Reproduce every one of the records below word for word and point for point. Leave the picture out of your output.

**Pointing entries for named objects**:
-- begin --
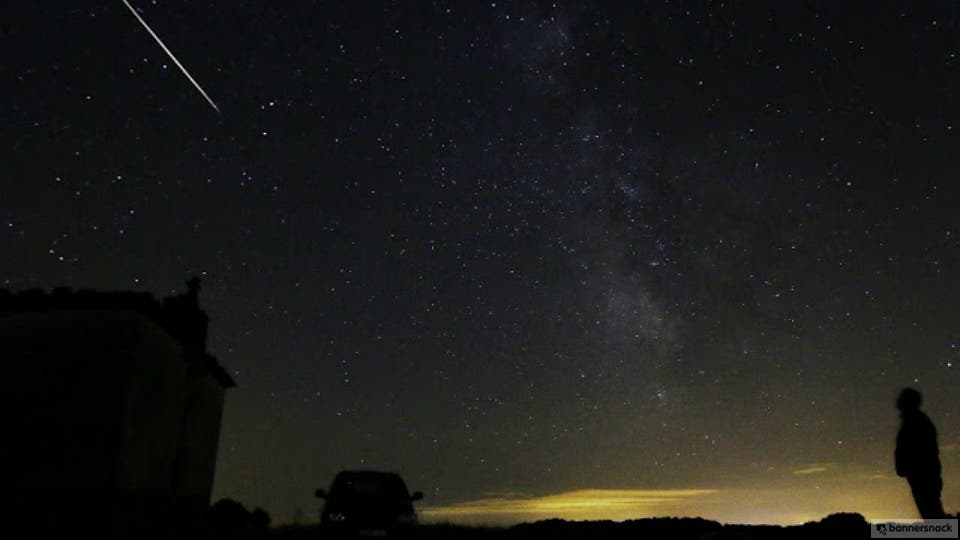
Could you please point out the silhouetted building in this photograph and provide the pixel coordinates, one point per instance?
(117, 408)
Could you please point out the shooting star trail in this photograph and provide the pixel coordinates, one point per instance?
(172, 57)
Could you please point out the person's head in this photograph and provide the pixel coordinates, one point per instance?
(909, 400)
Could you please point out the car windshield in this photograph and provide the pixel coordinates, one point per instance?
(381, 486)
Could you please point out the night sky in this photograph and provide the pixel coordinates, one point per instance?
(600, 260)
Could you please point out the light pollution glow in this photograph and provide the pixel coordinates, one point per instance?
(804, 494)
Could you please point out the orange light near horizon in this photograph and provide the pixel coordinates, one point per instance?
(584, 504)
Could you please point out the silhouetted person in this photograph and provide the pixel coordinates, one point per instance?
(917, 456)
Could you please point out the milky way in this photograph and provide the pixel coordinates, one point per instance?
(518, 250)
-- end --
**RESULT**:
Could you please point out the silhouetted building in this photograph and provide the pixel coordinates, one point per instance?
(117, 408)
Could you please point out the shooting star trail in this photograph and provide the pixel coordinates, one point per instance?
(172, 57)
Could you please point out the person's head in this photograph and provide the pixel coordinates, one point per instance?
(909, 400)
Could you please point out the car windshield in this photograph and provide the pixel coordinates, one point per instance?
(381, 486)
Could you please point out the night sky in this photograph and provide the pixel coordinates, one point per instance?
(600, 260)
Could you please point out the light pollution glow in this photograph and provide the pixel coordinates, one point per instance?
(804, 494)
Could you please point out the orange light near horizon in this photograph and provide the pixel coordinates, one point per instance?
(584, 504)
Could you please point out the silhouetted person in this photograph and provide the pixel coordinates, one point per instance?
(917, 456)
Could you please point out the milky way in this photograph and provide the pixel coordinates, one point per instance?
(518, 250)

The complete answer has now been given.